[Dataset entries]
──────────

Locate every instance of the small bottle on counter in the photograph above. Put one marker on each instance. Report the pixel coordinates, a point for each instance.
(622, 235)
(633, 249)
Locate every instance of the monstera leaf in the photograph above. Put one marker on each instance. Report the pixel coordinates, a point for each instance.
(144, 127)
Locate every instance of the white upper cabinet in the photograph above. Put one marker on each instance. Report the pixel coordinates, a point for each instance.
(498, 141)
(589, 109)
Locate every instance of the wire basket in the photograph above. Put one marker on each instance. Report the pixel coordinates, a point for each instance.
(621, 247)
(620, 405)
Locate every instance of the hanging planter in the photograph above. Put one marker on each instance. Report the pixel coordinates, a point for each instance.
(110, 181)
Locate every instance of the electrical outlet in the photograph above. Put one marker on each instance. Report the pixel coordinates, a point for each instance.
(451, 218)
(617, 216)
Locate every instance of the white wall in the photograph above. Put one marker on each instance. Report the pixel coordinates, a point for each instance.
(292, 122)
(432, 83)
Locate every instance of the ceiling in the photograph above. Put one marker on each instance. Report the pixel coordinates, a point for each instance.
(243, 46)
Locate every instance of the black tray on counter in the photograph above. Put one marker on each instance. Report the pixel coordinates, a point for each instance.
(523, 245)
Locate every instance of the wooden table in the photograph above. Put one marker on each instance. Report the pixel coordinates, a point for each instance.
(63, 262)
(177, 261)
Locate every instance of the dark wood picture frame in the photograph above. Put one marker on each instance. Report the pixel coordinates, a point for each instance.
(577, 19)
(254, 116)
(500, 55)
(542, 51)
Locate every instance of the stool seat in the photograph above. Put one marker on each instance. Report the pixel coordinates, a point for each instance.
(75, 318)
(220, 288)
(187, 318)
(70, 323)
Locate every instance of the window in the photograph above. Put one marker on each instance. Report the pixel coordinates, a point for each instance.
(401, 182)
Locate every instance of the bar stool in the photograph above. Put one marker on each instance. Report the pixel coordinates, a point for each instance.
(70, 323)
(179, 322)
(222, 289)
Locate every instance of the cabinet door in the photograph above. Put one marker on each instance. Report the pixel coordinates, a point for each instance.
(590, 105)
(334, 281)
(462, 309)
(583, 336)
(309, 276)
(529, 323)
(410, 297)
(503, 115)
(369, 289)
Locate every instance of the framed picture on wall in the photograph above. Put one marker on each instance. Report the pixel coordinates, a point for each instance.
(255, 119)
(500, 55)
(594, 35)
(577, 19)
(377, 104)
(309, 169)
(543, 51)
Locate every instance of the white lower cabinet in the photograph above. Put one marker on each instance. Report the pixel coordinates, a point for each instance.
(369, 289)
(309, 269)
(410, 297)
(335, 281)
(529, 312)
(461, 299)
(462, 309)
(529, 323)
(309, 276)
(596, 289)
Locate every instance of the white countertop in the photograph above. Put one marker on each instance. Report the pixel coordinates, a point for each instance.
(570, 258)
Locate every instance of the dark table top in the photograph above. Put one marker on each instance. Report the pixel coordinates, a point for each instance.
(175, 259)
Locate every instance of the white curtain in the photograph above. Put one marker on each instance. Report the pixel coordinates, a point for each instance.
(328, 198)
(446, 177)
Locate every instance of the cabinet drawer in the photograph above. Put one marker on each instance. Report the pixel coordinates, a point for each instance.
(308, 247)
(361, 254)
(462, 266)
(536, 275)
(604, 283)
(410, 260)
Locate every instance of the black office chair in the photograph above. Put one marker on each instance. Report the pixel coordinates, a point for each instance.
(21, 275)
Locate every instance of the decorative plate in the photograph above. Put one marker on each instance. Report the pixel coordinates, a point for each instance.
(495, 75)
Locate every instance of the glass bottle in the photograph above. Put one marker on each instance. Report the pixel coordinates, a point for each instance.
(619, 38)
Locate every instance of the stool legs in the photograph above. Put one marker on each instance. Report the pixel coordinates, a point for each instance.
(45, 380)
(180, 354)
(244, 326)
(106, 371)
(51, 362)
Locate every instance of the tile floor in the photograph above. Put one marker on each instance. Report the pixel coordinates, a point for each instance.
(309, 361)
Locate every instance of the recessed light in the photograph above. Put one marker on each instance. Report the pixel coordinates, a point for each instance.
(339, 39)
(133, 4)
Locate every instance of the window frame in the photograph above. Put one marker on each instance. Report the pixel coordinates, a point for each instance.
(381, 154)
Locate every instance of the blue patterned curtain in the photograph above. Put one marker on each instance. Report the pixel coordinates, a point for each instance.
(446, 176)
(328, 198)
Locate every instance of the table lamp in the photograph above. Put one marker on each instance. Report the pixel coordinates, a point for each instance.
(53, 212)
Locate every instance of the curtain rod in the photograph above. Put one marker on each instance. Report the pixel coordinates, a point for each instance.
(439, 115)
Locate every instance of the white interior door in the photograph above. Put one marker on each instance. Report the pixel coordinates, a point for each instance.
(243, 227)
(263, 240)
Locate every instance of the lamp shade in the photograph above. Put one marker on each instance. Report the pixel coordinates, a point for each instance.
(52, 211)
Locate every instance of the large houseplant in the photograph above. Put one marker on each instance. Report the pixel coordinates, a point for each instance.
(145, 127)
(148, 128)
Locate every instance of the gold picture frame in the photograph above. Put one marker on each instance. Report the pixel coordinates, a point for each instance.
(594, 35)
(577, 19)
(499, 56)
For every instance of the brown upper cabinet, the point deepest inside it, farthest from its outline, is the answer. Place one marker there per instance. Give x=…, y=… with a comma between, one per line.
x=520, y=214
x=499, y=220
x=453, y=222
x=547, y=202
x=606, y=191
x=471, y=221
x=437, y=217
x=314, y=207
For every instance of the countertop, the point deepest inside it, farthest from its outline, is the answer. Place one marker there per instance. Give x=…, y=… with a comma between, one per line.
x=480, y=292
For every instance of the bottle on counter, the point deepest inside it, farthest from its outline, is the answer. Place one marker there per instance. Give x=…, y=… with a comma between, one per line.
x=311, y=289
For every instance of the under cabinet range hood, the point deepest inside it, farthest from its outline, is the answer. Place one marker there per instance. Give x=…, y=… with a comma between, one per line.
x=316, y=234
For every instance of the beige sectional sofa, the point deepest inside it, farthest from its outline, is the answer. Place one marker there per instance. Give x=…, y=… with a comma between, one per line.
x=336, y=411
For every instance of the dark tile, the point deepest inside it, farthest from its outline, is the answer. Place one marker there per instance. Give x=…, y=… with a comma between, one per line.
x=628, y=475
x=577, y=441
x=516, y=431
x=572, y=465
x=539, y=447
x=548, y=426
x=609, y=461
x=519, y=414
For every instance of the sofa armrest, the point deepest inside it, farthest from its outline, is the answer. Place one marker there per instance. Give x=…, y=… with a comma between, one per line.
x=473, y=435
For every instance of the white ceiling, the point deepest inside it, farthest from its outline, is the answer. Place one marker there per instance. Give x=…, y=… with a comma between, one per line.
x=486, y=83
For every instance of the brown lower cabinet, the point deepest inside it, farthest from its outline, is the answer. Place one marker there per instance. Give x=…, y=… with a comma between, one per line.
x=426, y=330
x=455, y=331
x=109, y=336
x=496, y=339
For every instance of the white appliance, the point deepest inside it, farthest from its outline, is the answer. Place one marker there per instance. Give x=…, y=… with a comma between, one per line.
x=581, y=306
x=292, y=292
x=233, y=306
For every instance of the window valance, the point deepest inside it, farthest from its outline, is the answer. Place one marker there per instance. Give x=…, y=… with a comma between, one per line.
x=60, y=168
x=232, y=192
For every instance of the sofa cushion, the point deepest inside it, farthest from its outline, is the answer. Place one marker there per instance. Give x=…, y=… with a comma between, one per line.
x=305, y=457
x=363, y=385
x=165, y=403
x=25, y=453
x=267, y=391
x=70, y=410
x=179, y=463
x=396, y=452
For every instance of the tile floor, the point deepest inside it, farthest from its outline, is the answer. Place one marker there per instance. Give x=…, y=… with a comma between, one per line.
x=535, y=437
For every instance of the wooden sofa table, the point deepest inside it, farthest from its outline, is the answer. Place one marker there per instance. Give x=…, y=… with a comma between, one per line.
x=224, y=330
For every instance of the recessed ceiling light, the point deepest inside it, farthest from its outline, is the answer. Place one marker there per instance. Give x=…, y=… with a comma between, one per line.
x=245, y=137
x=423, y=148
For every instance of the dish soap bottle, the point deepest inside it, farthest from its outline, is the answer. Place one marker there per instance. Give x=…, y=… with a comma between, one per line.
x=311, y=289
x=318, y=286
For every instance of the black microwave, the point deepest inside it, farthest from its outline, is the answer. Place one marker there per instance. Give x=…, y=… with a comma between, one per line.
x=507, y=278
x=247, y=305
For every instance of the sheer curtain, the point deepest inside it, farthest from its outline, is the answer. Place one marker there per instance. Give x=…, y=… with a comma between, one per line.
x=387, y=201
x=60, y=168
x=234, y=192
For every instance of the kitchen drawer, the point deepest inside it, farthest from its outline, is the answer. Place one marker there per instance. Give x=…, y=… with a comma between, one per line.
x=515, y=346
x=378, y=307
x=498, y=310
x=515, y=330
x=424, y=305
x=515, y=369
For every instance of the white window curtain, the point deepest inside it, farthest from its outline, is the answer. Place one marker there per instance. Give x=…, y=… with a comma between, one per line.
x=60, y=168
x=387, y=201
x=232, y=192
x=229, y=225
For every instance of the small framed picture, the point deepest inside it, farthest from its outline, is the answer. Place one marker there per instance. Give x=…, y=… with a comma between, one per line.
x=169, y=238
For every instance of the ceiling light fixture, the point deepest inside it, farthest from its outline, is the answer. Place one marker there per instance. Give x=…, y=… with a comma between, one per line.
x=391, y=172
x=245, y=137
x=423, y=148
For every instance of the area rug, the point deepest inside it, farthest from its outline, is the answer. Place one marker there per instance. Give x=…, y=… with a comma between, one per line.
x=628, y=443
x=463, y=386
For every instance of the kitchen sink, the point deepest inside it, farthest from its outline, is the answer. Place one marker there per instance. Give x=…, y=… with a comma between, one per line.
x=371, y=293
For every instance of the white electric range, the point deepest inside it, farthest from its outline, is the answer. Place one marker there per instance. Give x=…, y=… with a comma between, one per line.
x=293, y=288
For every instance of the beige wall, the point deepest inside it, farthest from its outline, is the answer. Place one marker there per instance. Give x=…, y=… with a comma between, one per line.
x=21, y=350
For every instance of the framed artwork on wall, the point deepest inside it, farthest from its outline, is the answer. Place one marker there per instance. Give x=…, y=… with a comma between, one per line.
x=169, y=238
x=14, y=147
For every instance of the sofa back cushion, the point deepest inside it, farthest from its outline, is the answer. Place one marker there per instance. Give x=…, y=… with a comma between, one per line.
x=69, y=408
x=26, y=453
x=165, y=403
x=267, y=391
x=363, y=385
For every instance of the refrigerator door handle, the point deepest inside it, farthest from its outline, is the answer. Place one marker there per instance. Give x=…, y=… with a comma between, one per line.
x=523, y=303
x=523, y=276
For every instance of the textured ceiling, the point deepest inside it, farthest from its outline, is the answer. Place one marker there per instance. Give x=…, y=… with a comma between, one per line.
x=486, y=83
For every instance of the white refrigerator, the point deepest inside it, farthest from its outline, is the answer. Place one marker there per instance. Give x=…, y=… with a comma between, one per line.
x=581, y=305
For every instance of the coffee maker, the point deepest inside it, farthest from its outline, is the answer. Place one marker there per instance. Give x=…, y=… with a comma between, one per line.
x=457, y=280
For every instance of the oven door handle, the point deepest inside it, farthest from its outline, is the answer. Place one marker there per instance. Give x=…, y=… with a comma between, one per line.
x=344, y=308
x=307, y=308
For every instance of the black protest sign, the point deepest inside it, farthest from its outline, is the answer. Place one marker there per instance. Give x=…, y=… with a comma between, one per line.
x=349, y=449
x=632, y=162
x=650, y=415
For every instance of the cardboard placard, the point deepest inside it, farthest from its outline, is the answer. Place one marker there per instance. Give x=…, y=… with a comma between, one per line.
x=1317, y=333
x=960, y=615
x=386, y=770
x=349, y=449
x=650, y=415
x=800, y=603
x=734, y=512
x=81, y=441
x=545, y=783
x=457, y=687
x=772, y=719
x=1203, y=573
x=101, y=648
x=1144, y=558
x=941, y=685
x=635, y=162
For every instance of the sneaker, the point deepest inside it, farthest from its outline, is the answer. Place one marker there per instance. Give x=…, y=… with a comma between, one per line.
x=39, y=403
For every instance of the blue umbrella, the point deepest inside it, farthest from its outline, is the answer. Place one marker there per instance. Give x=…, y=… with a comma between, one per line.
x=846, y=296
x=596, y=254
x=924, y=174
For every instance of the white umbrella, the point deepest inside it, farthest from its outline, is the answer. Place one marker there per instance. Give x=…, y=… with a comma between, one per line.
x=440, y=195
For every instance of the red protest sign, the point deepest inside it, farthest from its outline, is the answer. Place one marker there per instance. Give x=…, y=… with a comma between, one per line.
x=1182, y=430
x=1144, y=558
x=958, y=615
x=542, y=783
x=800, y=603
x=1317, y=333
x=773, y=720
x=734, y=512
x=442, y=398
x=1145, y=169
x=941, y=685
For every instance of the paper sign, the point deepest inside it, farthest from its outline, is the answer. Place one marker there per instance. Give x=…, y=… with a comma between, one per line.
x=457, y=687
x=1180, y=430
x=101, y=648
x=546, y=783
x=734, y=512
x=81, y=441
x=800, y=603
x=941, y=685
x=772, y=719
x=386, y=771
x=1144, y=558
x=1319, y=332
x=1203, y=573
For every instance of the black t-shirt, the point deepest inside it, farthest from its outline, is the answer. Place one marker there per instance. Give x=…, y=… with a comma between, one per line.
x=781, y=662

──────────

- [Problem details]: Exactly the lines from the one containing "For every instance of the black t-shirt, the" through the final line of the records must appear in your reply, and no others.

- [Result for this exercise]:
For every instance of the black t-shirt, the point deepest inside it, farthest from its outline, is the answer. Place one marker there per instance. Give x=…, y=… with a comma between, one per line.
x=781, y=662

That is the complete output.